** BEGIN SUPPLIED RECORDS **

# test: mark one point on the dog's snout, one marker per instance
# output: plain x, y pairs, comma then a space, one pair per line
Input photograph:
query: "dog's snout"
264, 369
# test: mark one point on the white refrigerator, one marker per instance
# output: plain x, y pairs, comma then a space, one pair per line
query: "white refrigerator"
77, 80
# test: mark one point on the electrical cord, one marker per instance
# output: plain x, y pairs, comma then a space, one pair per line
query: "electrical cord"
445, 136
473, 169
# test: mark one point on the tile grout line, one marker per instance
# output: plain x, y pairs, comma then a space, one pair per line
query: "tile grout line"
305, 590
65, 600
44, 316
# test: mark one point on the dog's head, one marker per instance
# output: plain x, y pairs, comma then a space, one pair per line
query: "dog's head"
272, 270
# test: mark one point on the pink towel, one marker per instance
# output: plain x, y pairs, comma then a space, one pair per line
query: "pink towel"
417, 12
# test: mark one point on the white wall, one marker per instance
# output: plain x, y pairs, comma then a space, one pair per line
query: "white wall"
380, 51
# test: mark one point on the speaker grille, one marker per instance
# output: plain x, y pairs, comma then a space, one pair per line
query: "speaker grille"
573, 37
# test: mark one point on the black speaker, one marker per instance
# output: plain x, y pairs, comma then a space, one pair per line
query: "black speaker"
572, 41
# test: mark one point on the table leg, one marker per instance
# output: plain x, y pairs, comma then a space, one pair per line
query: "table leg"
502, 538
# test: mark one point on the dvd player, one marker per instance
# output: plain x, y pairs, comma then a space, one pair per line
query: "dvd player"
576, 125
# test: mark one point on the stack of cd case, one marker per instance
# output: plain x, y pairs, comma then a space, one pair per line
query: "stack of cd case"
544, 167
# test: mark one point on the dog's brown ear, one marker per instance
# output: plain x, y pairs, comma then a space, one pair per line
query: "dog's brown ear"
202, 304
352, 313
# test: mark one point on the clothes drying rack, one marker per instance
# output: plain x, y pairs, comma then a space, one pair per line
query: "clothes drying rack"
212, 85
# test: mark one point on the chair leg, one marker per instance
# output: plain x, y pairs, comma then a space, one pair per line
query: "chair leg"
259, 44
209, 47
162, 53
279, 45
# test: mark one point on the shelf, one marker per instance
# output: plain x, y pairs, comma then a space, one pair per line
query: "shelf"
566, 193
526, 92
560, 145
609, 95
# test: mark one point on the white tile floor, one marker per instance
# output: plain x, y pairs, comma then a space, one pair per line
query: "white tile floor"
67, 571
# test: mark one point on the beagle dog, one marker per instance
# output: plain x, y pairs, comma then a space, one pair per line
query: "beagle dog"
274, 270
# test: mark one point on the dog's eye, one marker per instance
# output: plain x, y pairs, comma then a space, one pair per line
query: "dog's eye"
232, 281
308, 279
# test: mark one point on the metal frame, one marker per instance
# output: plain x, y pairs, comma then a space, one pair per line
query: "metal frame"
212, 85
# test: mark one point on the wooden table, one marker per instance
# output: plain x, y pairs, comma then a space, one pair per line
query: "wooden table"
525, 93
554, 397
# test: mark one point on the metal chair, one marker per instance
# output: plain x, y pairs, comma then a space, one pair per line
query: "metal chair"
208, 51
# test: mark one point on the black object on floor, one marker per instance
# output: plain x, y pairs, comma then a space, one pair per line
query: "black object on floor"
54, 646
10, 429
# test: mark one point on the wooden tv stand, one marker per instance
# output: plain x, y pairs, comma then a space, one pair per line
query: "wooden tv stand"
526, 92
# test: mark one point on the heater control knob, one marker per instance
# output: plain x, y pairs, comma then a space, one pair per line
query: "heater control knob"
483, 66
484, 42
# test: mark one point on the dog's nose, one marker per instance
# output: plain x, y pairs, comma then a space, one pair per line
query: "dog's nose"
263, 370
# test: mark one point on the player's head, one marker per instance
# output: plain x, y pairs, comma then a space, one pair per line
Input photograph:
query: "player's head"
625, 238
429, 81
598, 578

** END SUPPLIED RECORDS **

_STATED TASK_.
Return every line of the material above, unchanged and in its original order.

_RESULT BELOW_.
# test: mark one point on the dog's snout, one marker per instance
# output: plain x, y pairs, comma then a space, one pair per line
Input photograph:
query: "dog's snout"
264, 369
# test: mark one point on the white refrigerator, one marker per instance
# output: plain x, y pairs, comma then a space, one pair per line
query: "white refrigerator"
77, 80
# test: mark one point on the electrical cord, one marker per instance
# output: plain x, y pairs, comma then a space, one pair per line
query: "electrical cord"
445, 136
473, 169
# test: mark one point on the tile grout line, one marker per instance
# output: plain x, y pairs, comma then a space, one pair per line
query: "tile grout line"
305, 590
65, 600
44, 316
# test: mark one point on the dog's head, one marker per instance
# output: plain x, y pairs, comma then a space, one pair per line
query: "dog's head"
272, 270
# test: mark one point on the pink towel, one marker per instance
# output: plain x, y pairs, comma then a space, one pair per line
query: "pink towel"
417, 12
# test: mark one point on the white wall, one marker per instance
# output: plain x, y pairs, comma then a space, one pair per line
query: "white wall"
380, 51
# test: mark one point on the speaker grille, one marker per instance
# output: plain x, y pairs, comma then a space, one pair per line
query: "speaker grille"
573, 37
# test: mark one point on the black speaker, one marker per instance
# output: plain x, y pairs, comma then a space, one pair per line
query: "black speaker"
572, 41
# test: mark one point on the table leg, one marker per instance
# output: plain x, y pairs, comma then a space, one pair per line
query: "table leg"
502, 538
# test: mark one point on the dvd player, one marker per instance
# output: plain x, y pairs, comma then a space, one pair per line
query: "dvd player"
576, 125
# test: mark one point on the stack of cd case, one marker per instance
# output: plain x, y pairs, comma then a space, one pair per line
query: "stack of cd case"
544, 167
# test: mark one point on the dog's brown ear, one marker per instance
# output: plain x, y pairs, comma then a space, one pair per line
query: "dog's brown ear"
202, 304
352, 313
# test: mark one point on the clothes drying rack, one marker per instance
# output: plain x, y pairs, comma then a space, one pair per line
query: "clothes drying rack"
212, 85
# test: mark one point on the chair leg, one marker per instance
# output: plain x, y pairs, comma then a space, one pair per line
query: "chair leg"
259, 44
209, 47
162, 53
279, 45
# test: mark one point on the shelf, one marker per instance
# output: plain x, y pairs, comma then a space, one pair per line
query: "shelf"
566, 193
526, 92
560, 145
609, 95
# test: mark one point on the white tile floor, one marker per instance
# output: plain x, y pairs, comma then a space, one pair per line
query: "white tile floor"
67, 571
# test: mark one point on the beagle dog, one marker per instance
# output: plain x, y pairs, comma then a space, one pair per line
query: "beagle dog"
274, 270
# test: mark one point on the dog's eye, one marker per instance
# output: plain x, y pairs, comma then a space, one pair per line
query: "dog's eye"
232, 281
308, 279
# test: mark one point on the metal frame, one marker per instance
# output: plain x, y pairs, comma then a space, one pair per line
query: "metal frame"
212, 85
# test: mark one point on the wooden table, one marker per instance
# output: plain x, y pairs, comma then a space, one pair per line
query: "wooden table"
525, 93
554, 397
# test: mark one point on the metal chair, one marker per instance
# output: plain x, y pairs, comma then a space, one pair per line
query: "metal chair"
208, 51
# test: mark one point on the black object on floor, one marker per instance
# output: plain x, y pairs, comma then a space, one pair per line
query: "black object on floor"
54, 646
10, 429
# test: mark one point on the wooden tv stand, one marker per instance
# output: plain x, y pairs, comma then a space, one pair per line
query: "wooden tv stand"
526, 92
# test: mark one point on the heater control knob, one marker per instance
# output: plain x, y pairs, comma then a space, one pair per line
query: "heater control knob"
483, 66
484, 42
# test: mark one point on the dog's nose, one marker per instance
# output: plain x, y pairs, comma then a space, one pair per line
query: "dog's nose"
263, 370
# test: mark one point on the player's head, one marker per instance
# output: plain x, y pairs, comma then a space, one pair per line
Input photograph:
query: "player's head"
625, 238
429, 81
598, 578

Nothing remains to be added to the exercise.